SHORT PROBLEM -
Put the lines from the one containing "like (291, 0)." through the end of the entries into a JSON list of strings, one string per line, with blank lines left out.

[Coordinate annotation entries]
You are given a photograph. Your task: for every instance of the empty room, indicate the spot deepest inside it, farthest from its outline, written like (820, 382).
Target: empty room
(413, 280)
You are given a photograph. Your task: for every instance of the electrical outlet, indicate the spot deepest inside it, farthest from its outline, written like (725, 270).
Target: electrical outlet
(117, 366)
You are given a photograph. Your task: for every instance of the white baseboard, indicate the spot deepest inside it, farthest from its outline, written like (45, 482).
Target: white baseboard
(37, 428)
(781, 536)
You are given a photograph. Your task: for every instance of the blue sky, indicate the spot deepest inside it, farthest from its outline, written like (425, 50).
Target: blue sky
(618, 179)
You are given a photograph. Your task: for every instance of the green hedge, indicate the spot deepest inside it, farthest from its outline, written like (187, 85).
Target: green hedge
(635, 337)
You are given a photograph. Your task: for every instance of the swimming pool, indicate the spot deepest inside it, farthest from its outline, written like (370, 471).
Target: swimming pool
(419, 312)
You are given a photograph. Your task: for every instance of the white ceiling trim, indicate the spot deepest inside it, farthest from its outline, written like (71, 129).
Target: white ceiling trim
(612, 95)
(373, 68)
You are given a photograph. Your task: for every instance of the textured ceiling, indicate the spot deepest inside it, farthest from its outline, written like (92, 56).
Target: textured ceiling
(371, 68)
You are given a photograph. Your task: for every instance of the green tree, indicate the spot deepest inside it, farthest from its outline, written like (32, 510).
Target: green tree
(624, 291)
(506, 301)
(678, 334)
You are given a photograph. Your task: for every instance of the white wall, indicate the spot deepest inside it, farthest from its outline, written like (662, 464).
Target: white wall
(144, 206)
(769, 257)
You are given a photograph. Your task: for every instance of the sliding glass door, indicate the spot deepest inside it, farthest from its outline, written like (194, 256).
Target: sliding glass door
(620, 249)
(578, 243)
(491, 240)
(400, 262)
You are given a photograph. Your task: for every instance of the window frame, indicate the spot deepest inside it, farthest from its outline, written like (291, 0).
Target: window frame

RESPONSE -
[
  "You are given a photograph. Your task: for every instance of the window frame, indicate the spot deepest inside it, farthest from its outline, written like (291, 0).",
  "Target: window frame"
]